• **SHORT TASK**: Using the entries below, return word for word the lines from the one containing "of the gravel" up to and including the last.

• **RECORDS TO PROCESS**:

▬▬▬

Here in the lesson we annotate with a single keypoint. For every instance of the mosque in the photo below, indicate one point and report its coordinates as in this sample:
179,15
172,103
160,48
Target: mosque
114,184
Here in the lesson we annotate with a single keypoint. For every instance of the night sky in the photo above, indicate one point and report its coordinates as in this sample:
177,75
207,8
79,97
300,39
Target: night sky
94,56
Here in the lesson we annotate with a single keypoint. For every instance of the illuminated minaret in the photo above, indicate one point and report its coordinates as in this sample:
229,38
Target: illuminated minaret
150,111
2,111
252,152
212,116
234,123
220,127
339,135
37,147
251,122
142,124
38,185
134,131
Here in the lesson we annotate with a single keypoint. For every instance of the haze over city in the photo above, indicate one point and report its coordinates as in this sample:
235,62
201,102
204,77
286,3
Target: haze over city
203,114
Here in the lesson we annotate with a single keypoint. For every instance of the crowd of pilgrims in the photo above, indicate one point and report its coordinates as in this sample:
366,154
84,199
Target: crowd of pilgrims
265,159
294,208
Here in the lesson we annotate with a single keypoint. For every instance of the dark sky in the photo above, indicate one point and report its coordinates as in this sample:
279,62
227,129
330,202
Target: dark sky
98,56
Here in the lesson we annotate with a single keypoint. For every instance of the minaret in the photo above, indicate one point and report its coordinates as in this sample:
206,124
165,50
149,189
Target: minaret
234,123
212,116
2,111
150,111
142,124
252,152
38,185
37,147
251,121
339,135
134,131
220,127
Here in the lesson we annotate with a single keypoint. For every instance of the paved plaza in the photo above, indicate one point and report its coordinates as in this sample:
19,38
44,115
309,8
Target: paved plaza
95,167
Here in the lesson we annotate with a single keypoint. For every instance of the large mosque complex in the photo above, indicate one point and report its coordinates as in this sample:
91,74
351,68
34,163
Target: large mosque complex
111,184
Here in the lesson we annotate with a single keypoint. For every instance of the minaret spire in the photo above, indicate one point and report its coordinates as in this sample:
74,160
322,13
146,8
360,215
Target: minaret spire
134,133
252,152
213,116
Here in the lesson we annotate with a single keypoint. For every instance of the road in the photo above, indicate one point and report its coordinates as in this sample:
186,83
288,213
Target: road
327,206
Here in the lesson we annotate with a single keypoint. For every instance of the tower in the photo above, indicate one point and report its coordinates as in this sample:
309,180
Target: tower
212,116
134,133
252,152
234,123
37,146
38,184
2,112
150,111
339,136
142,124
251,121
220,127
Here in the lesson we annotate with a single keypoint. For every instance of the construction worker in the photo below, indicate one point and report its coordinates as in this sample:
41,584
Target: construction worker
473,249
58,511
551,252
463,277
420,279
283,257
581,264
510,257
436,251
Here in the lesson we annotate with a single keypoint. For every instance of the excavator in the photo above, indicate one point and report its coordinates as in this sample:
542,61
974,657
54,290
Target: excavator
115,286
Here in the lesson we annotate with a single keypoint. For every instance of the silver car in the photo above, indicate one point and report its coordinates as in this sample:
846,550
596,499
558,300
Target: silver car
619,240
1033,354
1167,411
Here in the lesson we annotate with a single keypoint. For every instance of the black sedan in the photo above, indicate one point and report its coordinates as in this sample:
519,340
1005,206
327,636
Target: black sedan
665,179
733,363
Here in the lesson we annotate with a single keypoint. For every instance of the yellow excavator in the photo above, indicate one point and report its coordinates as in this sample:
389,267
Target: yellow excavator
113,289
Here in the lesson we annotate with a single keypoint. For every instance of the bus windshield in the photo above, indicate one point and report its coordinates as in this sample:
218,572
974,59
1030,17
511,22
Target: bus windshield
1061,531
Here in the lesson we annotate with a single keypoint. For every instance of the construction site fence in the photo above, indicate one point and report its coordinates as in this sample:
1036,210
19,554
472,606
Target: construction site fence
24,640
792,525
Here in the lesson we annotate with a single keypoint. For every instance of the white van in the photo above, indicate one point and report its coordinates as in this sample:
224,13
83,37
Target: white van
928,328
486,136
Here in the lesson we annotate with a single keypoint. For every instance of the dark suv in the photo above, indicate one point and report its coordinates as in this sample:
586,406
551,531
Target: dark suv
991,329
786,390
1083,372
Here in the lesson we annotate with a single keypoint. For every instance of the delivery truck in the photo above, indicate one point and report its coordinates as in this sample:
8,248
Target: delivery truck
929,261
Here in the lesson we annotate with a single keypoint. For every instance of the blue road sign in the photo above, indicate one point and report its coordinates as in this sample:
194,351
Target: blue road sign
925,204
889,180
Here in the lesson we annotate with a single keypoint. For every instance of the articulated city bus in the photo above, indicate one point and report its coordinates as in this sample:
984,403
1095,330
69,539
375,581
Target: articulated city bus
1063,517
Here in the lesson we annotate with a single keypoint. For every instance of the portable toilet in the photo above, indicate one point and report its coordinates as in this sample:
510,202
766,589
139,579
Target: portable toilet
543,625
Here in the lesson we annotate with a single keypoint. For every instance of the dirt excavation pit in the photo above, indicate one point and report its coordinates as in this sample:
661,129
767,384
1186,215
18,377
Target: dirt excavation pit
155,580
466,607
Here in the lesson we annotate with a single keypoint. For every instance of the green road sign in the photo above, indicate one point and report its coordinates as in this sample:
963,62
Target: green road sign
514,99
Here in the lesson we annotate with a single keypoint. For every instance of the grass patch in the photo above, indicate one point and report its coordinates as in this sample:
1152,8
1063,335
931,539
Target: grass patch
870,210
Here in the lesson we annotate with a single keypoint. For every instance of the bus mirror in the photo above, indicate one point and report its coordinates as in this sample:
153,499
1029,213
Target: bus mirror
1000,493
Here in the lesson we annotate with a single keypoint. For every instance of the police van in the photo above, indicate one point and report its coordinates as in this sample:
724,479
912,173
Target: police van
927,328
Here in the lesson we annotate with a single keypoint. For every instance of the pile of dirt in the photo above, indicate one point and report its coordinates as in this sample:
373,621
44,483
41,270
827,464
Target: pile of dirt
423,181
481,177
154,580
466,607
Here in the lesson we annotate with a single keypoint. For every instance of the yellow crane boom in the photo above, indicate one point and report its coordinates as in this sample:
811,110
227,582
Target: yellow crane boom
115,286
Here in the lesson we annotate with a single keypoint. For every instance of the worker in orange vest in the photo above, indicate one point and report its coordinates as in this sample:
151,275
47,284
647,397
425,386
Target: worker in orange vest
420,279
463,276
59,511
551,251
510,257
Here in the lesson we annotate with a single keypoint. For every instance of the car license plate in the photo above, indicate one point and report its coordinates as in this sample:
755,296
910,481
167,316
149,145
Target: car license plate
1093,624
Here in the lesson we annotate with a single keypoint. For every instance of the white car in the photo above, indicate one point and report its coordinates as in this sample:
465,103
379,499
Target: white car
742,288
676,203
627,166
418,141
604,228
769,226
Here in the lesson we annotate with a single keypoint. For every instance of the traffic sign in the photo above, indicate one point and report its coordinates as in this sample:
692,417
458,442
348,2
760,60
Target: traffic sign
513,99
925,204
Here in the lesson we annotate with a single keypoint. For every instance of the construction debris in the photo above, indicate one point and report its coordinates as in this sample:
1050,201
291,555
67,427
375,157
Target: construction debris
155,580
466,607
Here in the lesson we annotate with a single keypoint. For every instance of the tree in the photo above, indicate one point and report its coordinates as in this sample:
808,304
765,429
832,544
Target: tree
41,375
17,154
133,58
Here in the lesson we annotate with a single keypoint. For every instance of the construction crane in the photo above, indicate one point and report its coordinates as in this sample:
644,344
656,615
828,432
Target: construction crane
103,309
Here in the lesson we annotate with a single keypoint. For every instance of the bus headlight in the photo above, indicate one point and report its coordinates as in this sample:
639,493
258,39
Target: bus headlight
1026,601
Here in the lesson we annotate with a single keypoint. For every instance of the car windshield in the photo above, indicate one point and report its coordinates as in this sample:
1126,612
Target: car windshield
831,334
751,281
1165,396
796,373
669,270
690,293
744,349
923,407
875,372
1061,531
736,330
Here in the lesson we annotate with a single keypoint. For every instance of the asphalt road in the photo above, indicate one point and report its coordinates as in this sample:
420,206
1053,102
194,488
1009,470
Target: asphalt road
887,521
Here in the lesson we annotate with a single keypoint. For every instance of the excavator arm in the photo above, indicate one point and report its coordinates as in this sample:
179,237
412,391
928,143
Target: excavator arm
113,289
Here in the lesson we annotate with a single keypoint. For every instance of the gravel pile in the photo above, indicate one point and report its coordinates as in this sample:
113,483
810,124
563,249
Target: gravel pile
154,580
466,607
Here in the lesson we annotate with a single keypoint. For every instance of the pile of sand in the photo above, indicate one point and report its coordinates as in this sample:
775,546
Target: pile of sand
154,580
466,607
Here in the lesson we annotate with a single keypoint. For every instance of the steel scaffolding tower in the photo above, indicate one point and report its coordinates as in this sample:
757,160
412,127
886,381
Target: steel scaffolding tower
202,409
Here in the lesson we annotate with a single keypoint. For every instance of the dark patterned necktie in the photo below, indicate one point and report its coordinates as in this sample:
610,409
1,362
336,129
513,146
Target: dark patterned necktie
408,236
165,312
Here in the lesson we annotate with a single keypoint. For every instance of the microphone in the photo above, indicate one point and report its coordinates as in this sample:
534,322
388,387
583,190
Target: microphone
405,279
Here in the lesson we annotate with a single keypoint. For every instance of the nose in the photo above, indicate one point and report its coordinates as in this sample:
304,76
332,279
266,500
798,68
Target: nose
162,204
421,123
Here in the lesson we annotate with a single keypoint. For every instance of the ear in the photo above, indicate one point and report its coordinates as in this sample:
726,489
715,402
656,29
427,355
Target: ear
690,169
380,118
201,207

▬▬▬

• **ANSWER**:
Here in the lesson we annotate with a single keypoint. For every instance of the gravel pile in the photo above, indicate one point and report its coordinates as in this sample:
113,483
810,124
563,249
Target: gravel pile
154,580
466,607
Here in the lesson we annotate with a single keypoint. For every instance of the pile of sand in the photo above, indicate one point and report its coordinates as in this sample:
775,546
Target: pile of sand
154,580
466,607
Here in the lesson we annotate with a single keypoint. For every instance of the steel scaffolding tower in the photo above, indicate one point and report its coordinates as in this sample:
757,160
412,127
886,381
Target: steel scaffolding tower
202,409
Here in the lesson we annotate with a single keypoint. For every instance of the dark patterned necktie in the photo below, indicate one point and report its coordinates as in this sample:
610,409
1,362
336,129
513,146
Target: dark patterned necktie
408,236
165,312
Here in the lesson we annotate with a single keypoint. For every instance of the microphone in the photo above, indicate one point and report its coordinates as in this sample:
534,322
388,387
583,190
Target: microphone
405,279
Here in the lesson we annotate with a single keypoint. For every instance of the nose in the photo above, indicate one point and report its coordinates as in this sample:
304,76
332,279
266,500
798,68
Target: nose
162,204
421,123
Here in the lesson we annotate with a single keypoint. For every instance of the ear in the photo above, indicate one point and report its coordinates as in this sample:
726,489
715,402
656,29
427,355
Target: ear
690,169
380,118
201,207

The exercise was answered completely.